EXERCISE DIRECTIONS
A word-for-word copy of the whole listing is required.
------------------------------------
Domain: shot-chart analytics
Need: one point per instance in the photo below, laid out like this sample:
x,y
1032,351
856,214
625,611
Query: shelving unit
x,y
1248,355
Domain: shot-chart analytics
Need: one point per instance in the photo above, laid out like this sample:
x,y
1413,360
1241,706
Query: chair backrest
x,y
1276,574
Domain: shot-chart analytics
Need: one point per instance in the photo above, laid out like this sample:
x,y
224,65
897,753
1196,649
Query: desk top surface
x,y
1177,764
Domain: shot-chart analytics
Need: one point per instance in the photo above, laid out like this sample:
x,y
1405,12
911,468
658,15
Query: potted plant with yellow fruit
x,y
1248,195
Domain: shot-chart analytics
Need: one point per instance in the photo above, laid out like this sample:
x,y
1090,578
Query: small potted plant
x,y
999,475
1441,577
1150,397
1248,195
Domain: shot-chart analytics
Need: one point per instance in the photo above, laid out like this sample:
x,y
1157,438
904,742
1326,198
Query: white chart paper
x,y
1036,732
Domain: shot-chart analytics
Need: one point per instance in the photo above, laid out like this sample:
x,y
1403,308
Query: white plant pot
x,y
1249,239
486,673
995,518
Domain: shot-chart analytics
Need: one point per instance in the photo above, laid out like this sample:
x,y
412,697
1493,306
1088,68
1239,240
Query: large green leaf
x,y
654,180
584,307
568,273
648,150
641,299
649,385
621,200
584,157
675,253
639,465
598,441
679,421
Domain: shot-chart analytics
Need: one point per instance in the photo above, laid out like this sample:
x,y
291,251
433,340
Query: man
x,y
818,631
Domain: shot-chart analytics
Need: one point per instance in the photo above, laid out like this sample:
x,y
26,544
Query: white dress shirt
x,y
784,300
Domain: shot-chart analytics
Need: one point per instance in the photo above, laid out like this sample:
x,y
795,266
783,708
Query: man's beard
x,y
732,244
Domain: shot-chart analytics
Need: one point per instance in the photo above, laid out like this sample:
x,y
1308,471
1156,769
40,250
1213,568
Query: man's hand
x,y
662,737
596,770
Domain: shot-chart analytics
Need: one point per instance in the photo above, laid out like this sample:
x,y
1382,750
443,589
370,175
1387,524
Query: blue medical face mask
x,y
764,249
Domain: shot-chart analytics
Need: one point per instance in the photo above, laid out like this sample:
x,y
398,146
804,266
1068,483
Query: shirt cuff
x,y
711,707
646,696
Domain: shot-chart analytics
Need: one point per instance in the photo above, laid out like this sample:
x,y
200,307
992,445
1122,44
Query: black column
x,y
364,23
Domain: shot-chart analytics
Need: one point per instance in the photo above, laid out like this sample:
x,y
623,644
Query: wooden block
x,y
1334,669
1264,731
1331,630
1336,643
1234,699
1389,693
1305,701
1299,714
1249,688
------------------------------------
FINISHED EXERCISE
Domain: shot-chart analytics
Need: one point per instance in the photo below, laid out like this sample:
x,y
1032,351
856,214
625,611
Query: shelving unit
x,y
1248,355
Domain: shot-chart analytics
Need: one point per instance in the photo above, laid out like this sample:
x,y
1413,360
1241,706
Query: chair backrest
x,y
1276,574
Domain: shot-chart analytics
Need: one point per instance in the photo above, laid out like this sample:
x,y
224,65
897,753
1196,649
Query: desk top surface
x,y
1177,764
Domain: shot-chart analytics
Need: one point per instance in the photo above, laid out like this sample:
x,y
1405,12
911,468
658,15
Query: potted plant with yellow fruit
x,y
1248,195
Domain: shot-chart analytics
Need: one point per instance in the photo above, laid out like this sample:
x,y
1090,578
Query: small potted plant
x,y
999,475
1441,577
1150,397
1248,195
Domain: shot-chart analytics
Need: one point per instance in the photo above, laid out like this sample:
x,y
1157,438
904,742
1326,198
Query: white chart paper
x,y
1036,732
Domain: shot-chart analytics
Need: one point per instance in the photo above, laid out like this sample:
x,y
1403,308
Query: white plant pot
x,y
1249,239
486,673
995,518
Domain: shot-chart analytics
Need: one point per instance in the photo above, laid out like this sample:
x,y
412,697
1493,306
1088,68
1239,240
Query: large green leaf
x,y
654,180
584,307
568,273
648,150
641,299
649,385
621,200
584,157
675,253
639,465
598,441
679,421
Domain: shot-chart analytics
Need: one point per instance in the photo above, laid out like this sample:
x,y
291,251
433,340
Query: man
x,y
818,631
Domain: shot-chart analytics
Need: one point per instance in the photo above, laid out like this sample:
x,y
26,544
Query: white dress shirt
x,y
784,300
Domain: shot-chart analytics
Need: one point per instance in the photo above, laid out like this sample:
x,y
795,266
783,708
Query: man's beard
x,y
732,244
Domain: shot-chart analytics
Need: one point per instance in the photo above, laid out like this sample:
x,y
1308,471
1156,769
40,250
1213,568
Query: man's hand
x,y
662,737
596,770
Domain: shot-chart analytics
Need: one point per instance in the photo above, laid out like this sample:
x,y
1382,750
443,589
370,175
1387,524
Query: blue medical face mask
x,y
764,249
Domain: shot-chart analytics
Need: one point per instance in the photo above, laid out like this sample:
x,y
398,146
804,266
1068,483
Query: shirt cuff
x,y
711,707
646,696
Domain: shot-chart analytics
Need: one point per instance in the photo above, laid out like this sample:
x,y
200,307
992,445
1122,44
Query: black column
x,y
364,23
Domain: shot-chart analytics
Need: one point per instance in the photo above, laid out like this sample:
x,y
623,644
Query: wooden block
x,y
1334,669
1264,731
1331,630
1336,643
1234,699
1389,693
1305,701
1299,714
1249,688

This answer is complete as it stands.